*** TEXT PASSAGE

Not only renowned for scenic beauty, the Peak to Peak Scenic Byway meanders through mountain towns such as Nederland, Ward, and Allenspark as you make your way north from Black Hawk, Colorado.
If you drive this route you'll be able to enjoy stunning vistas and outdoor activities, however you'll have to allow for some of the challenges that mountain driving presents.
The high altitude, winding roads, adverse weather and mountain wildlife - including elk, bighorn sheep, deer and even bears - can all pose challenges that you need to be aware of when you set out on the Peak to Peak Scenic Byway.
If you drive this route, you'll also have the chance to explore the Rocky Mountains more widely since the byway connects with Golden Canyon State Park to the east and Rocky Mountain National Park at its northernmost point.
Visiting Rocky Mountain National Park, keep in mind that you might need to make a reservation for entry ahead of time, and please check the official website to avoid any disappointment.
Whether you choose to extend your trip, or simply follow the Peak to Peak Scenic Byway, twists and turns are unavoidable when you're traveling through the Rockies, but there are a few things you can do to make sure your journey is as safe as possible.
Driving through Peak to Peak Scenic Byway
On paper, it should take around 1 hour 30 minutes to drive the Peak to Peak Scenic Byway. However, we'd recommend at least 3 hours, given the mountainous nature of the road.
The scenic byway begins on CO-119, and if you're starting the drive from Colorado you'll already be following this road as you approach Black Hawk. Otherwise, take a left turn toward Nederland from the edge of Black Hawk.
You'll stay on CO-119 as far as Nederland while amazing mountain views surround you. From Nederland, follow the byway past Hidden Lake and Peaceful Valley, taking a left turn toward Allenspark when you reach CO-7. You'll continue on past the town to reach Estes Park at the northern end of the byway.
This isn't a difficult route to navigate, but it's worth having a paper or offline map to hand, seeing as cell phone coverage can be patchy or non-existent in more remote areas. Carry essentials with you in your vehicle in case of breakdowns.

******
*** MATERIAL

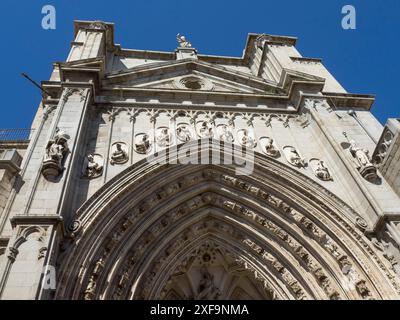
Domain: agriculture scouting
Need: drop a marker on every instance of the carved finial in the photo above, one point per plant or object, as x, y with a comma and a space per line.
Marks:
183, 43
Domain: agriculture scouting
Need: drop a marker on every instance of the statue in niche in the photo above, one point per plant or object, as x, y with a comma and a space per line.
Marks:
245, 139
119, 154
225, 134
56, 150
207, 289
360, 154
320, 170
163, 137
293, 157
363, 161
270, 148
183, 132
206, 129
93, 166
183, 43
142, 143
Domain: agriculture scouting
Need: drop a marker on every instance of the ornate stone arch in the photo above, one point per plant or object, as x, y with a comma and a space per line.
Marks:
276, 231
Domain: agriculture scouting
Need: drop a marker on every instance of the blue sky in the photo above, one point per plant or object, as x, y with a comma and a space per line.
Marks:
364, 60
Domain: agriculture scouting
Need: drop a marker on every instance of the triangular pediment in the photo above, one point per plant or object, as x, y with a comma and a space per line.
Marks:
190, 75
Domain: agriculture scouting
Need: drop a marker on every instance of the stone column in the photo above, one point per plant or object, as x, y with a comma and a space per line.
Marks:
45, 200
89, 41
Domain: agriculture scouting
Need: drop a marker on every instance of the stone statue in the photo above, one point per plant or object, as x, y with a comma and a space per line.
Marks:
246, 140
293, 157
363, 161
207, 289
119, 155
142, 143
163, 137
94, 165
360, 154
321, 171
183, 133
270, 148
226, 134
206, 129
183, 43
56, 149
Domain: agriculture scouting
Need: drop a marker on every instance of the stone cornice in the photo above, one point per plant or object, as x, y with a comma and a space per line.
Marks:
36, 220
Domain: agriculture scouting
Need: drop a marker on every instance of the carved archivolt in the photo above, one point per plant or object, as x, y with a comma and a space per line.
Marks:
296, 247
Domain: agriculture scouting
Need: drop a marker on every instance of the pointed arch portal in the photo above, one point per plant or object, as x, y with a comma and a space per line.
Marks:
170, 231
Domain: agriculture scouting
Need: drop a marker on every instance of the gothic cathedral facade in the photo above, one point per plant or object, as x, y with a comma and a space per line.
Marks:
177, 175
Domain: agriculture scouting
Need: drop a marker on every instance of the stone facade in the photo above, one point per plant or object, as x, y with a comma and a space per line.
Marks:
127, 189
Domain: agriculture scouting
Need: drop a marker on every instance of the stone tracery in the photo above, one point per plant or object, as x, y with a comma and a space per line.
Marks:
304, 254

******

YOUR TASKS
a) Answer these questions from the Peak to Peak Scenic Byway text:
(i) Which animals does it list as mountain wildlife?
(ii) How much time does it recommend allowing for the drive?
(iii) Toward which town should you turn left on reaching CO-7?
b) Carry on the Peak to Peak Scenic Byway text from its final sentence.
These rows have no connection to the Peak to Peak Scenic Byway text.

REPLIES
a)
(i) Elk, bighorn sheep, deer and bears.
(ii) At least 3 hours.
(iii) Allenspark.

b)
You'll find limited services on other sections of the byway, so it's best to enter the road with as much gas as possible. Depending on your direction of travel, use the gas stations at either Black Hawk or Estes Park before starting your drive.
If you're traveling in an EV, you'll find charging points at Black Hawk, Nederland, and Estes Park.
The Peak to Peak Scenic Byway is primarily a two-lane road, with one lane in each direction, which means there's a chance you'll get caught up in slower-moving traffic. When road markings note that passing is possible, do so with extreme caution, and be aware that there are several stretches where passing is prohibited.
The byway, which reaches 9,600 feet in elevation at Ward, is a winding road with frequent switchbacks, which often coincide with inclines or declines.
There are also stretches without guardrails, which some drivers might find intimidating, however, this route doesn't feature scary drop-offs like some other mountain drives.
The maximum speed limit on the road is 45 MPH, reducing to 25 MPH in towns. You'll find that corners often have different limits signposted, ranging from 30 MPH to 15 MPH. Follow these speed reductions - they're in place for good reason!
In general, the road is well-kept, however, snow and ice can damage the surface as winter progresses, which makes slippery conditions even more challenging.
Tips to drive through Peak to Peak Scenic Byway in the safest way
As you've already discovered, driving the Peak to Peak Scenic Byway safely requires a more cautious approach than your average point-to-point road trip.
If you're traveling in summer, Peak to Peak Scenic Byway will likely be very busy. Most visitors drive this route southwards, from Estes Park towards Black Hawk, so traveling in the opposite direction can reduce the impact of busy summer traffic.
Nervous drivers should avoid traveling in winter when conditions on the road are at their worst. Check forecasts ahead of travel so you can plan for your drive.
Always follow the speed limits as you make your way through the Rocky Mountains, paying close attention to limits around corners. Be careful during dawn and dusk too, when wildlife sightings are most prominent.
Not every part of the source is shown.